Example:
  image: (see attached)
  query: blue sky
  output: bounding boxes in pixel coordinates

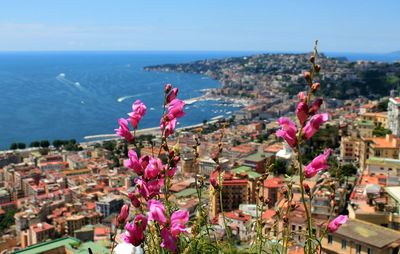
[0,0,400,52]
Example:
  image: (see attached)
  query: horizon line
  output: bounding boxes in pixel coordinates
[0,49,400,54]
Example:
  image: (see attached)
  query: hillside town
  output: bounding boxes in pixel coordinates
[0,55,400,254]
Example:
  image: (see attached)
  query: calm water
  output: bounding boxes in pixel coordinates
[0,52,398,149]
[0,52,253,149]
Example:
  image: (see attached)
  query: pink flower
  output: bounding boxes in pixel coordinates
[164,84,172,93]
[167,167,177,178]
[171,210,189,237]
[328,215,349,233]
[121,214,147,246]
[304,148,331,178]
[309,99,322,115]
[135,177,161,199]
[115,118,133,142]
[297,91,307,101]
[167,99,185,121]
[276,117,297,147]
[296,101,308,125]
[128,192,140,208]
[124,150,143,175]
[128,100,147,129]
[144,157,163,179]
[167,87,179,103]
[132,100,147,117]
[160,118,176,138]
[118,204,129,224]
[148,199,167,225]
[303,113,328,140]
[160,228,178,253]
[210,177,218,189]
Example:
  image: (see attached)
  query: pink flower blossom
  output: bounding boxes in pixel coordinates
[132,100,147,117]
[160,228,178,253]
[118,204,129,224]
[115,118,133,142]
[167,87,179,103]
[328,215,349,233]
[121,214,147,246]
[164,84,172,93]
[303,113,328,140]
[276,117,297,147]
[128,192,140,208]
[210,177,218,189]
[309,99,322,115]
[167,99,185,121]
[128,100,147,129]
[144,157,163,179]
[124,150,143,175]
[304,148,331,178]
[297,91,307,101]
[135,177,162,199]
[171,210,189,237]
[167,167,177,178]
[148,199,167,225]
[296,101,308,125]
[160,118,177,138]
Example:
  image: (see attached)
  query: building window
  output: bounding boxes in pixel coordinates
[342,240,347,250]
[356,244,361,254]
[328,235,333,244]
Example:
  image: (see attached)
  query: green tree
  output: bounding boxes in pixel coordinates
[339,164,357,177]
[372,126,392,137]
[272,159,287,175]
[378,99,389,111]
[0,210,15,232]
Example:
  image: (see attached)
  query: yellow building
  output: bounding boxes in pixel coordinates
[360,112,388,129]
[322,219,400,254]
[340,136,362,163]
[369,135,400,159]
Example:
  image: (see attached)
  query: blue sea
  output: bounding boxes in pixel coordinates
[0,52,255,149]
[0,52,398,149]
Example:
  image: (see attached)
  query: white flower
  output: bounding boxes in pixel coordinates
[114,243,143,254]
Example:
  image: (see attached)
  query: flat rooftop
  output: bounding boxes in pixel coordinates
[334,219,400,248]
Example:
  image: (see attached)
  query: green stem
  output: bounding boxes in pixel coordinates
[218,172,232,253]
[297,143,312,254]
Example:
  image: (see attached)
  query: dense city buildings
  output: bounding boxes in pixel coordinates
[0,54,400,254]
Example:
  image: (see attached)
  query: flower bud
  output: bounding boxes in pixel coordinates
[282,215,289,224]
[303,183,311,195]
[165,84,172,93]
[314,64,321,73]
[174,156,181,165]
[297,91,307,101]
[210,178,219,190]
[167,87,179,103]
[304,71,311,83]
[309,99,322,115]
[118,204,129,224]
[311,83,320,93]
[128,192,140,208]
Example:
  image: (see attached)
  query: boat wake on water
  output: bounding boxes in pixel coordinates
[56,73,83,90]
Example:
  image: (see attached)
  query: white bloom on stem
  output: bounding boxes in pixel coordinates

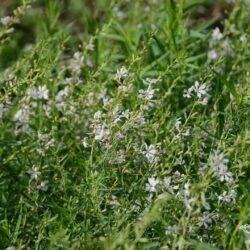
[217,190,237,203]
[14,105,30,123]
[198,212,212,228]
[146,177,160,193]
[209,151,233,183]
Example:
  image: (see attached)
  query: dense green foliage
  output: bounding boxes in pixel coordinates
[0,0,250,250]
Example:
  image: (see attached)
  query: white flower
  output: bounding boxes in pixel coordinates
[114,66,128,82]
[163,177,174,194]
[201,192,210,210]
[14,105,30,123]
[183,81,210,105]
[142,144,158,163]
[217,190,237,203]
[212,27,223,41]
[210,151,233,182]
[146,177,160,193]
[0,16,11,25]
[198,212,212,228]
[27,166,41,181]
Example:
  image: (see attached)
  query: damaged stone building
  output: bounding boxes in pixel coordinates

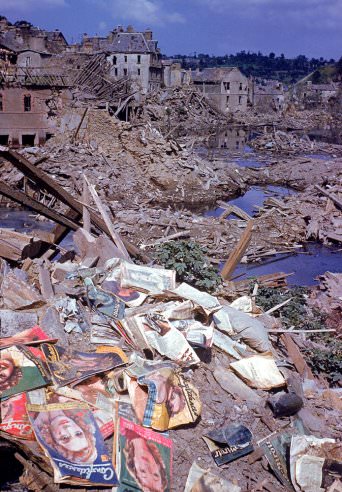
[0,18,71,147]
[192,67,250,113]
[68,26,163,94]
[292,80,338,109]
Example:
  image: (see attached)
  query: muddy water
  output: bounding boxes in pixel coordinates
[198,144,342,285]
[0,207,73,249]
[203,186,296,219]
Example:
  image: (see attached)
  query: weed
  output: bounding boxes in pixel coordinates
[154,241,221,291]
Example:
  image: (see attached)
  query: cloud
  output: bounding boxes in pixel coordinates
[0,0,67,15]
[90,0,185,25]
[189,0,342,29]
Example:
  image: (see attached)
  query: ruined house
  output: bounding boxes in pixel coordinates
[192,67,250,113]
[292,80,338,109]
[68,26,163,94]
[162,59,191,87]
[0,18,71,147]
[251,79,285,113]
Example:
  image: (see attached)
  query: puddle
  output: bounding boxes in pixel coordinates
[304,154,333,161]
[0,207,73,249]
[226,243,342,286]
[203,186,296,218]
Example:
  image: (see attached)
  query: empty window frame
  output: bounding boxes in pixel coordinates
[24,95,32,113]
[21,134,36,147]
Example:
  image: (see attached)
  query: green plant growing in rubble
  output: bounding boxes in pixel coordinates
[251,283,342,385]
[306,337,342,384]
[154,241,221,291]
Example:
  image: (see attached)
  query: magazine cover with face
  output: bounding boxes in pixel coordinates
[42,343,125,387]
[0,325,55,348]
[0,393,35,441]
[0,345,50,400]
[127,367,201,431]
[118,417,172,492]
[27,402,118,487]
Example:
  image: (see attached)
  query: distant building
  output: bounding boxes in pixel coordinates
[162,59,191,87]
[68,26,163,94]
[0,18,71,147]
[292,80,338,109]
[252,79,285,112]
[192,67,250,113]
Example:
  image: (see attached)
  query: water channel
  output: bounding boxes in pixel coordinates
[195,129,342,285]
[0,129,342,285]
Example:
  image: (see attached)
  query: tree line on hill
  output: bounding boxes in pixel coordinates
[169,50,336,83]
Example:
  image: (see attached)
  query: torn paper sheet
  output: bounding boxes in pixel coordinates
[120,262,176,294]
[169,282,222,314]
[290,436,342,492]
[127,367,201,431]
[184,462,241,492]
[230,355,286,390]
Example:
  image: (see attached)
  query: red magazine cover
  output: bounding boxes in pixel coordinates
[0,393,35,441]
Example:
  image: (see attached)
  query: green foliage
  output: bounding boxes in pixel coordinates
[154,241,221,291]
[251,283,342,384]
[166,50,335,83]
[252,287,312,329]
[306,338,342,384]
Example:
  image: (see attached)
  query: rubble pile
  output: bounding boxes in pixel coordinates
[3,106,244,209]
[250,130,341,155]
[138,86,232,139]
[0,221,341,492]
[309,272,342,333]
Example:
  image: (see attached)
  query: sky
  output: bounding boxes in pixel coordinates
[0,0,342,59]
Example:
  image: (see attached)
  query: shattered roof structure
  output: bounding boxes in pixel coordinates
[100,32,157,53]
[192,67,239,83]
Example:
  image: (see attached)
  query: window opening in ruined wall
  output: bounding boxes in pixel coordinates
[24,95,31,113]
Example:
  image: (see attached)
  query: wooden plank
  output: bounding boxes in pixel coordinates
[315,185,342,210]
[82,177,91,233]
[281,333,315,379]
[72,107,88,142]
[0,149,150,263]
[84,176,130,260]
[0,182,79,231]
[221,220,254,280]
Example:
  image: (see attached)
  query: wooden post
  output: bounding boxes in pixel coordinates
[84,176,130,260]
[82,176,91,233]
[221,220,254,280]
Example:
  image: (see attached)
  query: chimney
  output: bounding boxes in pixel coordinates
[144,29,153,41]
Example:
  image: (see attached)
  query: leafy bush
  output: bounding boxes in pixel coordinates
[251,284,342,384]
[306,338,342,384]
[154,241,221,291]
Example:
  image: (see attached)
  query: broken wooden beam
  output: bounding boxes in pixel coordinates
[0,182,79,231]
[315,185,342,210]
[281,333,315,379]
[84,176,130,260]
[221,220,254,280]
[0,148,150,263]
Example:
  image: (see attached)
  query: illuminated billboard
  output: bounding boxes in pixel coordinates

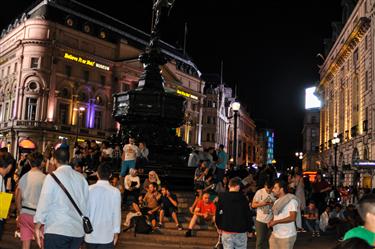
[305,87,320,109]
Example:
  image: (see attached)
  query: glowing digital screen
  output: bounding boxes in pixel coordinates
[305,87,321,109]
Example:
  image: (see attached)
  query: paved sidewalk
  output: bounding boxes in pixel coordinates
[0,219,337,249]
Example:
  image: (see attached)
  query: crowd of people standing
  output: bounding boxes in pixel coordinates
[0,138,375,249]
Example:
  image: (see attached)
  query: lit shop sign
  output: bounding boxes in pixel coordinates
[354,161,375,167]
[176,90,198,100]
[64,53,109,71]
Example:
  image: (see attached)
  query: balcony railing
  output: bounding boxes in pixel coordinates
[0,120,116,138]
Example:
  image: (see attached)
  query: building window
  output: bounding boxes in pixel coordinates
——————————
__Exercise details__
Copy everything from the start of the items above down to the line that contains "[0,49,400,54]", swapping "pixel coordinates" for "image coordinates" and leaving all else unchanged. Leave the pictures out of your answer.

__The completed task__
Example:
  image: (see attached)
  query: blue sky
  output: bounding boxes in image coordinates

[0,0,400,52]
Example:
  image: (see attached)
  query: horizon line
  output: bounding boxes in image coordinates
[0,49,400,54]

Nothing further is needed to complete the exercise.